* _DATASET RECORDS_:
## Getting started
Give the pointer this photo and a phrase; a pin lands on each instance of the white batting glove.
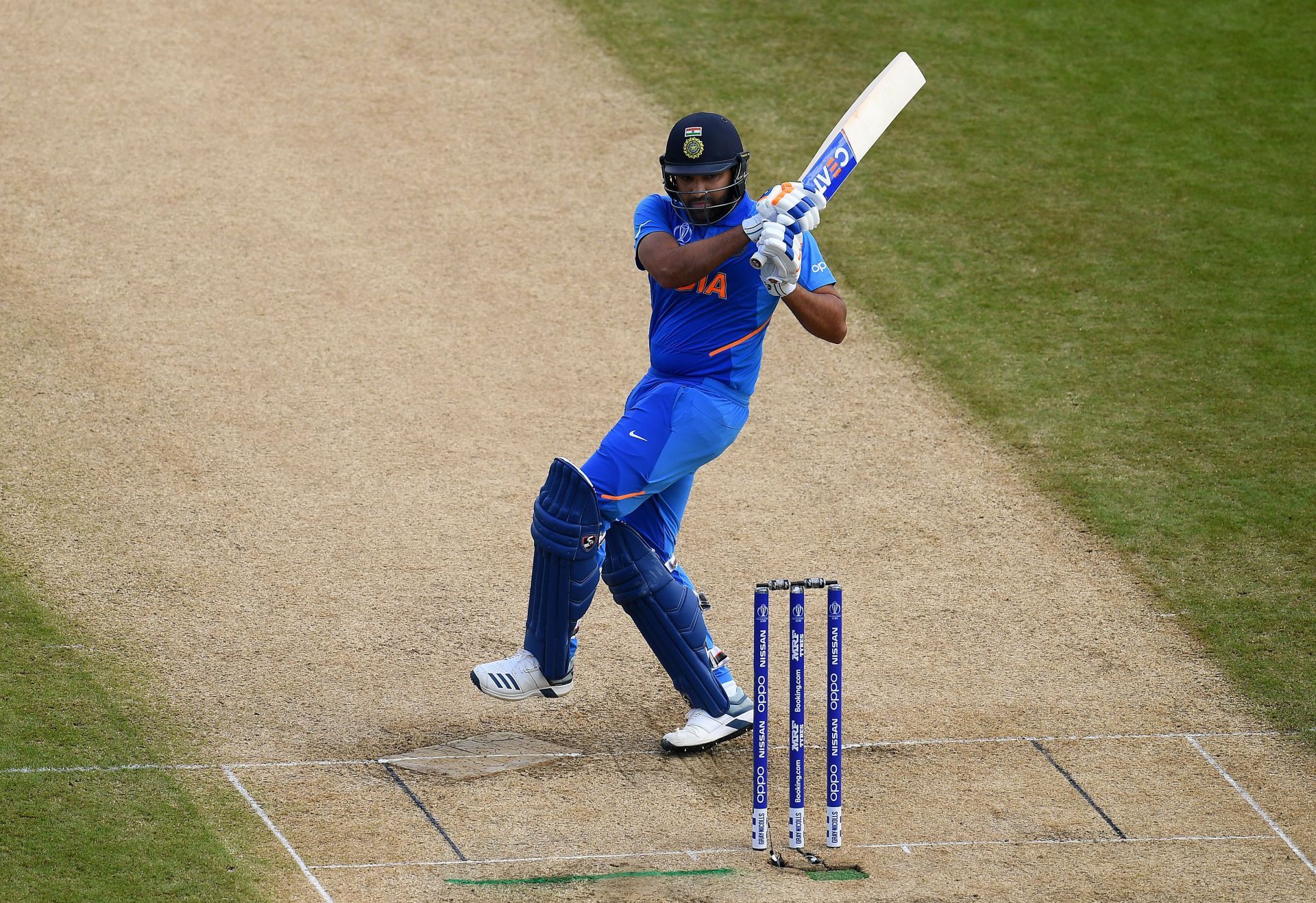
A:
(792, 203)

--

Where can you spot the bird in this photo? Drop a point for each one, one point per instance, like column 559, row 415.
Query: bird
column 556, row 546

* _TASK DETAILS_:
How many lines in the entries above contain the word "photo"? Tally them and reply with the number alone.

* _CORRECT OUTPUT_:
2